Exercise requirements:
List every directory path that the BCM setup verification checklist below says should be created during image extraction.

== Passage provided

Initial Setup Verification Checklist#
This checklist helps verify that all initial BCM setup configuration tasks have been completed correctly before proceeding to node configuration. Use this systematic verification process after completing mixed architecture setup, software image creation, and category configuration.
General Prerequisites#
[ ] Head node BCM installation completed successfully
[ ] Head node architecture identified (x86 or ARM/aarch64)
[ ] Network configuration completed on head node
[ ] Required node types and categories documented
[ ] Target architectures for cluster nodes identified
Mixed Architecture Setup Verification#
Architecture Requirements Assessment
[ ] Head node architecture documented
[ ] Target node architectures identified for cluster
[ ] Mixed architecture requirements confirmed (if different from head node)
Method 1: Pre-compiled Images Import (if used)#
Image Download Verification
[ ] Pre-compiled .tar.gz files downloaded:
[ ] node-installer.tar.gz for target architecture.
[ ] cmshared.tar.gz for target architecture.
[ ] default-image-ubuntu2404-<arch>.tar.gz for target architecture.
[ ] All downloaded files have correct checksums/integrity
Image Extraction Verification
[ ] Default software image extracted successfully:
[ ] Directory created:
/cm/images/default-image-ubuntu2404-<arch>
[ ] Image files extracted without errors
[ ] Node-installer extracted successfully: - [ ] Directory created:
/cm/images/node-installer-<arch>
- [ ] Node-installer files extracted without errors[ ] CM-shared extracted successfully: - [ ] Directory created:
/cm/images/shared-<arch>
- [ ] Shared files extracted without errors
Method 2: Image Creation with cm-image Tool (if used)#
Tool Preparation
[ ] cm-image tool available and functional
[ ] QEMU emulation configured for cross-architecture builds
[ ] Sufficient disk space available for image creation (recommend 50GB+)

====
== Stored rows

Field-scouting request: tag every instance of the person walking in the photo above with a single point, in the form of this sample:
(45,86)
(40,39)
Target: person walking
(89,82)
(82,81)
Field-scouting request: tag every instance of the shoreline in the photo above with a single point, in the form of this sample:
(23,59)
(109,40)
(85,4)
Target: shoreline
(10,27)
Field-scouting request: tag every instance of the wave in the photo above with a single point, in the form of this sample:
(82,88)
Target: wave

====

Exercise answer:
/cm/images/default-image-ubuntu2404-<arch>
/cm/images/node-installer-<arch>
/cm/images/shared-<arch>